### [Objective]
Gather every line below that contains the word "otter".

Dataset records

###

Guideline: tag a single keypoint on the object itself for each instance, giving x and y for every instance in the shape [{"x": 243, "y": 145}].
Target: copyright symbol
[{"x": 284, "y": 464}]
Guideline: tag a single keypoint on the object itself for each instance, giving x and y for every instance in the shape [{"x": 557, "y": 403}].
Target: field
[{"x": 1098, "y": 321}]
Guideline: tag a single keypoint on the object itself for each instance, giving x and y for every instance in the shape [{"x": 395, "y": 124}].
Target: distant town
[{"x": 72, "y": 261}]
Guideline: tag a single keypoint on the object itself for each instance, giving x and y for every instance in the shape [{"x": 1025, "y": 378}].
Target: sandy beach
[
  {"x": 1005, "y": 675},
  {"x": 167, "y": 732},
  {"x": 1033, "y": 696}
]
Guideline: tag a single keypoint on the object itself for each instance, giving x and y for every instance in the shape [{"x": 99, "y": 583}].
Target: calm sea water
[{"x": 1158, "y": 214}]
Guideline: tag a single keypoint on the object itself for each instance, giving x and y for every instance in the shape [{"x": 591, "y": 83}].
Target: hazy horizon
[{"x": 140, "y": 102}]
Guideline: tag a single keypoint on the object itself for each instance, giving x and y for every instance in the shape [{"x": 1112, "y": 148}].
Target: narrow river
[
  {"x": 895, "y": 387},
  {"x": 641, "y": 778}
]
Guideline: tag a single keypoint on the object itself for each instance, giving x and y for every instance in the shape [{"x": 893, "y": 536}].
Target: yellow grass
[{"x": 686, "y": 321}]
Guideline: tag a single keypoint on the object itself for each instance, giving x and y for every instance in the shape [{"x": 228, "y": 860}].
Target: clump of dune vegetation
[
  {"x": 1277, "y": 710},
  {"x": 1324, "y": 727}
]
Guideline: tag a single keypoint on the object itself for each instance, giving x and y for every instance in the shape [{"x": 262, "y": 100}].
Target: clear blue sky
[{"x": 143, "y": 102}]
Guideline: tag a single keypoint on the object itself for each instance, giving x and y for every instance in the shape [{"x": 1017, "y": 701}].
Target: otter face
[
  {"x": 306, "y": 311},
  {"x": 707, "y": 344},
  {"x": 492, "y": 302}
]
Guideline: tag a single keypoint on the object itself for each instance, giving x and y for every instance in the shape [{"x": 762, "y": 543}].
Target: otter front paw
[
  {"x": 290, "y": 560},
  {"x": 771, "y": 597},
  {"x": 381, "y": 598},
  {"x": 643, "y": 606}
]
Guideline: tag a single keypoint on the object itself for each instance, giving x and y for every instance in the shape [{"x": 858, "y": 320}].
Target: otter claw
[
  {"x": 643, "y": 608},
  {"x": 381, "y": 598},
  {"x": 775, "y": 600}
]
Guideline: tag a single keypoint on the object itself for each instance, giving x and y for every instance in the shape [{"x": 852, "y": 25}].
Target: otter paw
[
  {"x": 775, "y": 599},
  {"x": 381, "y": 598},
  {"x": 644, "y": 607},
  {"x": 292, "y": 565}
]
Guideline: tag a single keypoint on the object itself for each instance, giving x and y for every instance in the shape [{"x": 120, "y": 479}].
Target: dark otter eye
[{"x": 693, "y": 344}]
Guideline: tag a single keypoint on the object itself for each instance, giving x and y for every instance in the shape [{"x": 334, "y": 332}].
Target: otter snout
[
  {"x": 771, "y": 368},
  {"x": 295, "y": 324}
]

###

### [Completed task]
Target: otter face
Target: otter front paw
Target: otter claw
Target: otter paw
Target: dark otter eye
Target: otter snout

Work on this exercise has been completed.